> Task goal
Will you transcribe the entries that follow, exactly and in full?

<<<<

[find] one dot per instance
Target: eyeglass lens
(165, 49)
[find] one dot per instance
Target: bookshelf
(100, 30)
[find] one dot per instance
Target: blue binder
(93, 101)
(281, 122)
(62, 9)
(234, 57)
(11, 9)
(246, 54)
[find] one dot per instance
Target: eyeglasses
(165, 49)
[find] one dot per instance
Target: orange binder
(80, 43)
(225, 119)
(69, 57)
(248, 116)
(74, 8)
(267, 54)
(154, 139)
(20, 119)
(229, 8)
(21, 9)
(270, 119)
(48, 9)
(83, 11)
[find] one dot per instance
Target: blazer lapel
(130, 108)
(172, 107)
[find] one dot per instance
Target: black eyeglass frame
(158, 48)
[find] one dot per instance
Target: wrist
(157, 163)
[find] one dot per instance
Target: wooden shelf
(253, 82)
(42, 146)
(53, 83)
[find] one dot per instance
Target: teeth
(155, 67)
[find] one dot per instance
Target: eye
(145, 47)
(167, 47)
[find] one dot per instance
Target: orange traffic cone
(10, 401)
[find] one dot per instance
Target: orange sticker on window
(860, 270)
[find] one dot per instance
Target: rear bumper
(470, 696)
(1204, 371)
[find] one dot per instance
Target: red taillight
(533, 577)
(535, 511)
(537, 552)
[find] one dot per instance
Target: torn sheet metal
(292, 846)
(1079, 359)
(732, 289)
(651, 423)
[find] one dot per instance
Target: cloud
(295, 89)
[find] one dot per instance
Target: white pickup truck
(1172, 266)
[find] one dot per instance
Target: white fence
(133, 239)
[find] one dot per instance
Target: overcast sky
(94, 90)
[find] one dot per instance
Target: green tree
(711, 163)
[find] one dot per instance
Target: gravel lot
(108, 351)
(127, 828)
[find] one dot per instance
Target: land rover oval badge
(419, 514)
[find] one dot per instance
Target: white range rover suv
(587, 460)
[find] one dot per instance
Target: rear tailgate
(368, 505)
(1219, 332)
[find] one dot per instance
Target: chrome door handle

>>>>

> Complete output
[find] one dot per instance
Target: eyeglass lens
(165, 49)
[find] one dot per instance
Target: bookshelf
(100, 30)
[find] one dot per instance
Target: blue binder
(93, 101)
(281, 122)
(62, 9)
(234, 57)
(11, 9)
(246, 54)
[find] one dot per instance
Target: eyeglasses
(165, 49)
[find] one dot per instance
Target: orange binder
(80, 43)
(225, 119)
(69, 57)
(248, 116)
(74, 8)
(267, 54)
(154, 139)
(20, 119)
(229, 8)
(21, 9)
(270, 119)
(48, 9)
(83, 11)
[find] one dot per instance
Target: blazer lapel
(130, 108)
(172, 107)
[find] one dot per instance
Target: black eyeglass frame
(158, 48)
[find] one dot per instance
Target: wrist
(157, 163)
[find] one dot per instance
Target: wooden shelf
(253, 82)
(42, 146)
(53, 83)
[find] one dot per instance
Target: teeth
(155, 67)
[find] one dot per instance
Target: eye
(145, 47)
(167, 47)
[find] one dot per instance
Target: orange traffic cone
(10, 401)
[find] one dot per instance
Target: orange sticker on window
(860, 270)
[find] one dot per instance
Target: rear bumper
(470, 696)
(1204, 371)
[find] one dot per instance
Target: red taillight
(533, 577)
(535, 511)
(537, 552)
[find] one dot per instance
Target: torn sheet metal
(292, 846)
(1079, 359)
(732, 289)
(651, 423)
[find] one dot per instance
Target: cloud
(295, 89)
[find] one dot per instance
Target: white pickup truck
(1172, 266)
[find] one dot per instance
Target: white fence
(133, 239)
[find] one dot per instance
Target: overcast sky
(94, 90)
[find] one dot per instance
Target: green tree
(711, 163)
[find] one dot per instance
Target: gravel lot
(108, 351)
(127, 828)
[find] one dot per instance
Target: land rover oval badge
(419, 514)
[find] one dot per instance
Target: white range rover suv
(587, 460)
[find] one dot per instance
Target: rear tailgate
(368, 505)
(1219, 332)
[find] one dot per instance
Target: chrome door handle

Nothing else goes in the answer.